WHAT IS EXPECTED. Rewrite the stretch of the passage on Bogdashin below from "In 1999, Bogdashin" through "in Rostov Oblast.", swapping "civilian life" for "private life".

TEXT SHOWN.
Following the incident, Bogdashin was quickly removed from the fleet for a period by being appointed a delegate to the 19th All-Union Conference of the Communist Party of the Soviet Union. On its conclusion he was sent to Leningrad for a two-year course of study at the Grechko Naval Academy. On graduating in 1990, was awarded the Order of the Red Star. Officially this was for his success on the course "mastering new military equipment", but the officer presenting the award, the head of faculty, added "we all know what this award is for." In 1991 Bogdashin received the title of Honoured Specialist of the Armed Forces of the USSR, the same year as he was given command of the helicopter carrier Moskva. This was followed by an appointment in 1996 to command a different ship of the same name, the missile cruiser Moskva. From 1998 to 1999 he was deputy commander of the 30th Division of anti-submarine ships of the Black Sea Fleet, based at Sevastopol.

In 1999, Bogdashin became deputy head of the navy's Central Command Post for Combat Control. Bogdashin retired from military service in 2007. He entered civilian life as deputy director general of the managing company GazPromService, and worked in the administration of the Chertanovo Tsentralnoye District in Moscow's Southern Administrative Okrug. Between 2011 and his retirement in 2017 he headed the Training and Research Centre of the Moscow Federation of Trade Unions. In addition to various awards and medals, including the Medal "For Battle Merit", he was also an honorary citizen of Tatsinsky District, in Rostov Oblast.

Bogdashin died from COVID-19 in Moscow on 22 July 2021. He was 69 years old. He was buried in the Alley of Admirals in Moscow's Troyekurovskoye Cemetery on 27 July, shortly after Russia's Navy Day. He was married to Olga Leonidovna, and had two children; a son Dmitry who graduated from the S. M. Kirov Military Medical Academy and served as chief medical officer on a submarine, before returning to the Medical Academy as head of the resuscitation and anesthesiology department at the Department of Traumatology and Orthopedics; and a daughter, Dasha, a graduate of the University of Finance and Economics.

RECORDS SHOWN.

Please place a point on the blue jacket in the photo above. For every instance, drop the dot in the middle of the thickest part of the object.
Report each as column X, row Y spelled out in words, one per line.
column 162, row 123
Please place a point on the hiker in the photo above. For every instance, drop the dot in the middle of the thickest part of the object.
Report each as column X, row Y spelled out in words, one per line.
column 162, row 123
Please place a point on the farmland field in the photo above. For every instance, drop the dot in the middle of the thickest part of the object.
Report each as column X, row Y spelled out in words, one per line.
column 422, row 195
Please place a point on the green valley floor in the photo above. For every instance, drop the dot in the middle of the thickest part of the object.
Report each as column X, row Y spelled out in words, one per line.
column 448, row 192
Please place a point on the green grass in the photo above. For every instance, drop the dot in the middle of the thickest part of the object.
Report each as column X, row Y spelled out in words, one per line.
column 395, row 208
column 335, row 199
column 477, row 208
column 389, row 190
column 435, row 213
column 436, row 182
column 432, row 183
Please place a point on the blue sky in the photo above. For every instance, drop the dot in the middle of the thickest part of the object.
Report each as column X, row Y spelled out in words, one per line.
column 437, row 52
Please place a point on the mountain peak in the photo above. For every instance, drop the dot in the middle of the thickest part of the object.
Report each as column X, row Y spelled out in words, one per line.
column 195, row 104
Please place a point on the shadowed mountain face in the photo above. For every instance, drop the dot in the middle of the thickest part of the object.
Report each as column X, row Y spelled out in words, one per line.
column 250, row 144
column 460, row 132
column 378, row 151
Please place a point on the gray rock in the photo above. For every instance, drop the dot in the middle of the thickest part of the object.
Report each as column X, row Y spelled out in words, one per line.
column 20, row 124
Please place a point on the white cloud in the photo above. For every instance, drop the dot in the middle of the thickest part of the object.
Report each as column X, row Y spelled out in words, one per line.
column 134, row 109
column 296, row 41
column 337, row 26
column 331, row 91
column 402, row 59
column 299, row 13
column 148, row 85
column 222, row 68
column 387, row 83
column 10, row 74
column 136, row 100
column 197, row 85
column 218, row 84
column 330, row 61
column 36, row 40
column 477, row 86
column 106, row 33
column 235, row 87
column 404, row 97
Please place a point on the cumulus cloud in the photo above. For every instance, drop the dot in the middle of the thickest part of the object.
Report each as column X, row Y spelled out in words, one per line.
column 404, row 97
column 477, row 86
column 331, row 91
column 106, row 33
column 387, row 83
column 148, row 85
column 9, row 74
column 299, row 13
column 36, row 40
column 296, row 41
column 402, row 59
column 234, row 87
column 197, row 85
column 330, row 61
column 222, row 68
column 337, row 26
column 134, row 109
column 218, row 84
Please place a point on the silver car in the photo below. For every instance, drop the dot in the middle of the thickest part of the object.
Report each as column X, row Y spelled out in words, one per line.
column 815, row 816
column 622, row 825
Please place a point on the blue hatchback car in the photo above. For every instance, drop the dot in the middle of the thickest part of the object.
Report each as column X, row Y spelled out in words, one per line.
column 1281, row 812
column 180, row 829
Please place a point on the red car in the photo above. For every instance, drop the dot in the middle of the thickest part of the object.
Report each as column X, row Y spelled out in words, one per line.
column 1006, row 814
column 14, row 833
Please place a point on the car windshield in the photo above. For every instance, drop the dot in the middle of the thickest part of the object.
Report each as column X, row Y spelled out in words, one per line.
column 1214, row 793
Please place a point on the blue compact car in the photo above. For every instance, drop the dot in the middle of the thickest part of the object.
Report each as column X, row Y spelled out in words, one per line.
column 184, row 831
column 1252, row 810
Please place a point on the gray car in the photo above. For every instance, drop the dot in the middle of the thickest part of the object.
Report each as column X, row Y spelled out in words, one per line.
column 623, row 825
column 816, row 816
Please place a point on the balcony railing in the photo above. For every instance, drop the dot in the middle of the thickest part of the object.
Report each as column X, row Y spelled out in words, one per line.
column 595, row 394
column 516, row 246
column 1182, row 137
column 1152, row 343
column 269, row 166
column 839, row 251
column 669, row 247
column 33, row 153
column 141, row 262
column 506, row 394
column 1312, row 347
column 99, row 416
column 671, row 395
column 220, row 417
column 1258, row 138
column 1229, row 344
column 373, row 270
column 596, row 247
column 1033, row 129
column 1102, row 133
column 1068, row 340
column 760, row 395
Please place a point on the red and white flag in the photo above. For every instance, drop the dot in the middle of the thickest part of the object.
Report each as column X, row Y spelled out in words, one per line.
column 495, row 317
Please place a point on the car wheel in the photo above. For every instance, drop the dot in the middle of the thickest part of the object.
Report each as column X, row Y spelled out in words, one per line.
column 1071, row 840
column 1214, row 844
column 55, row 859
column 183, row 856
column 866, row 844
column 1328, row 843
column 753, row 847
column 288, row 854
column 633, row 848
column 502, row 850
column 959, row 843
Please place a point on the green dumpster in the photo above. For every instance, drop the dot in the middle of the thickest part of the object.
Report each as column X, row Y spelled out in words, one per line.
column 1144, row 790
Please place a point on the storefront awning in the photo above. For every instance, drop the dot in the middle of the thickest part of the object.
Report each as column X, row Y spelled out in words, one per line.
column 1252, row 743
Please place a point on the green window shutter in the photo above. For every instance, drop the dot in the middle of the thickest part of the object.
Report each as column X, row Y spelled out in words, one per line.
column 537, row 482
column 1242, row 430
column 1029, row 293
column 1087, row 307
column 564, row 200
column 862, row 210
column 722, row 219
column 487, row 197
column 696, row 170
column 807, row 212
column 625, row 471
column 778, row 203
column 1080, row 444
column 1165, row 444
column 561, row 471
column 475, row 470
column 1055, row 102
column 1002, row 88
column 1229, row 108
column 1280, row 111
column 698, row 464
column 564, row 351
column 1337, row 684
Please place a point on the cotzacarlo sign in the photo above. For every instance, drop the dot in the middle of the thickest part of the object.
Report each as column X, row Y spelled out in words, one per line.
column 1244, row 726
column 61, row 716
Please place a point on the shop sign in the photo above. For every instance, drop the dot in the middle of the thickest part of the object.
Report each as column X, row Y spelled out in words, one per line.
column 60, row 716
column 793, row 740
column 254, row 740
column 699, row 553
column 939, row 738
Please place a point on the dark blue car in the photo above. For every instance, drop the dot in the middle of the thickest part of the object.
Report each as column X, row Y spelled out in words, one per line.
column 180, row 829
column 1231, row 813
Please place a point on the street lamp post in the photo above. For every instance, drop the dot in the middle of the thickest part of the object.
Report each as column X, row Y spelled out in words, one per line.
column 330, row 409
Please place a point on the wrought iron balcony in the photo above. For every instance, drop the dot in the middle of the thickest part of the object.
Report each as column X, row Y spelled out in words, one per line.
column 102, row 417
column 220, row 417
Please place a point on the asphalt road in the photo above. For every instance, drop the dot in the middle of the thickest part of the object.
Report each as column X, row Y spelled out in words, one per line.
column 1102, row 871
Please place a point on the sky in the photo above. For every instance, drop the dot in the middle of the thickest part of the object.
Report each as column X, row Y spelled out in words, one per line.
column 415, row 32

REPLY.
In 1999, Bogdashin became deputy head of the navy's Central Command Post for Combat Control. Bogdashin retired from military service in 2007. He entered private life as deputy director general of the managing company GazPromService, and worked in the administration of the Chertanovo Tsentralnoye District in Moscow's Southern Administrative Okrug. Between 2011 and his retirement in 2017 he headed the Training and Research Centre of the Moscow Federation of Trade Unions. In addition to various awards and medals, including the Medal "For Battle Merit", he was also an honorary citizen of Tatsinsky District, in Rostov Oblast.